▸ **Testo estratto**:
= = = = = = =

Cassino e il ricordo vero della guerra che non è un orso

All'orso Wojtek è stato dedicato un monumento a Cassino: ma in città nn mise mai piede. ma fa più scena. E allora si ricorda lui. Dimenticando centinaia delle storie di eroismo di cui la zona è piena. Memoria falsa di un immaginario più seducente e storia vera di una Storia che a Cassino ha credito da poco tempo. E male

Gaetano De Angelis Curtis

Università di Cassino Laboratorio di Storia Regionale Dipartimento di Lettere e Filosofia

Si sta entrando, sempre più, nel periodo caratterizzato dalle celebrazioni per l’ottantesimo anniversario dei tragici fatti che hanno investito pesantemente il territorio dell’odierno Lazio meridionale. Ad 80 anni di distanza si può trarre un bilancio di come la città di Cassino abbia inteso ricordare in modo tangibile il dramma delle popolazioni locali e dei militari caduti.

Quali sono le testimonianze concrete (monumenti, opere, statue, sculture ecc.) che a Cassino sono state erette? Cosa verrà consegnato ai posteri di tutte le età e di tutte le nazioni affinché non vada dispersa la memoria del sacrificio cui la città è stata chiamata a offrire? E quali le testimonianze per le sue vittime civili, per i suoi sfollati dispersi ovunque e poi per gli eroici ricostruttori con le loro donne al fianco? Quali le testimonianze perché non vada dispersa la memoria del sacrificio di quelle migliaia di uomini di tutte le nazionalità?

= = = = = = =

(Voci con coordinate annotate)

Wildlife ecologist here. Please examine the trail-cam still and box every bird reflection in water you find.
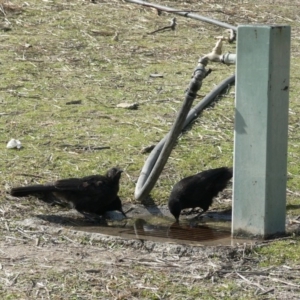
[133,219,230,242]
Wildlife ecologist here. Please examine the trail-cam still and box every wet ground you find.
[29,205,253,246]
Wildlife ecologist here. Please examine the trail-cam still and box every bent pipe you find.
[134,75,235,200]
[125,0,237,31]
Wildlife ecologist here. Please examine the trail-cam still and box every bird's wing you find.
[54,175,105,192]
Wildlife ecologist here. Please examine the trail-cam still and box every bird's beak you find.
[120,209,127,218]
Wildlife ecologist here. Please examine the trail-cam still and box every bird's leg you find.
[81,212,102,223]
[195,209,206,219]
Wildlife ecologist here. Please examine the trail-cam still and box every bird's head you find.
[168,198,182,222]
[105,196,127,218]
[106,167,123,180]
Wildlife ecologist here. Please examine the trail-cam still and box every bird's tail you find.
[10,184,53,197]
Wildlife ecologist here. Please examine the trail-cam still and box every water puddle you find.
[71,216,253,246]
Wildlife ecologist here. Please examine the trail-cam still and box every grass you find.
[0,0,300,299]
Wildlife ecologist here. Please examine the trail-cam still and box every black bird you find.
[168,167,232,221]
[10,168,126,217]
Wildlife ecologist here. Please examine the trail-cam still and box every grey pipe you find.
[125,0,237,31]
[134,75,235,200]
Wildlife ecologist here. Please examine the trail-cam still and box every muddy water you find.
[72,216,251,245]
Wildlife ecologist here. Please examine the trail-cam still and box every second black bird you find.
[168,167,232,221]
[10,168,126,217]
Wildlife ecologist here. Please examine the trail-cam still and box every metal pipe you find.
[135,63,207,200]
[125,0,237,31]
[134,75,235,200]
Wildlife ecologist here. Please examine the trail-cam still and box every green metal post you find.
[232,25,291,238]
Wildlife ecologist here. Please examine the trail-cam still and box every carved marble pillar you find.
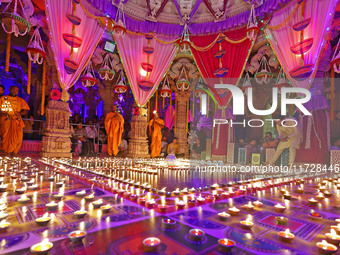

= = = = = = =

▸ **Consegna**:
Trascrivi dal testo estratto tutto ciò che va da "Quali sono le" fino a "tutte le nazionalità?".

▸ **Risultato del compito**:
Quali sono le testimonianze concrete (monumenti, opere, statue, sculture ecc.) che a Cassino sono state erette? Cosa verrà consegnato ai posteri di tutte le età e di tutte le nazioni affinché non vada dispersa la memoria del sacrificio cui la città è stata chiamata a offrire? E quali le testimonianze per le sue vittime civili, per i suoi sfollati dispersi ovunque e poi per gli eroici ricostruttori con le loro donne al fianco? Quali le testimonianze perché non vada dispersa la memoria del sacrificio di quelle migliaia di uomini di tutte le nazionalità?